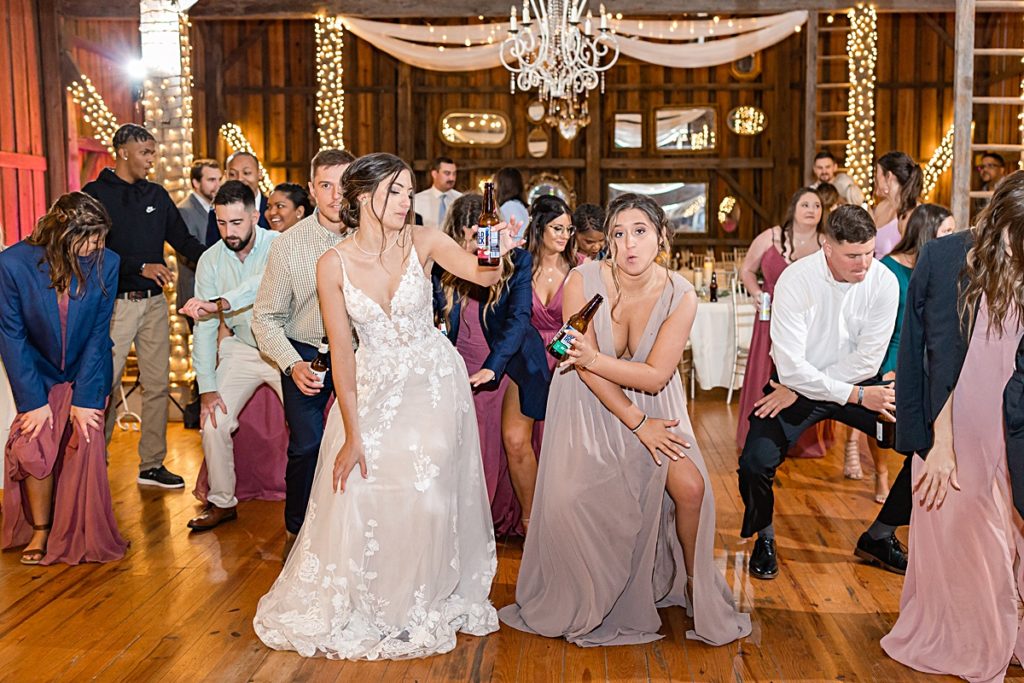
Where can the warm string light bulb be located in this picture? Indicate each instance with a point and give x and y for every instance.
(94, 111)
(237, 140)
(941, 160)
(331, 93)
(861, 56)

.....

▸ What is being asked: Write out the records in full and exactly, omitting the pictures they hold.

▸ Written answer:
Where can the warm string light bulb be located in this picture? Indicate each instance with a point and give x and y for every instance.
(94, 111)
(237, 140)
(941, 160)
(331, 93)
(861, 56)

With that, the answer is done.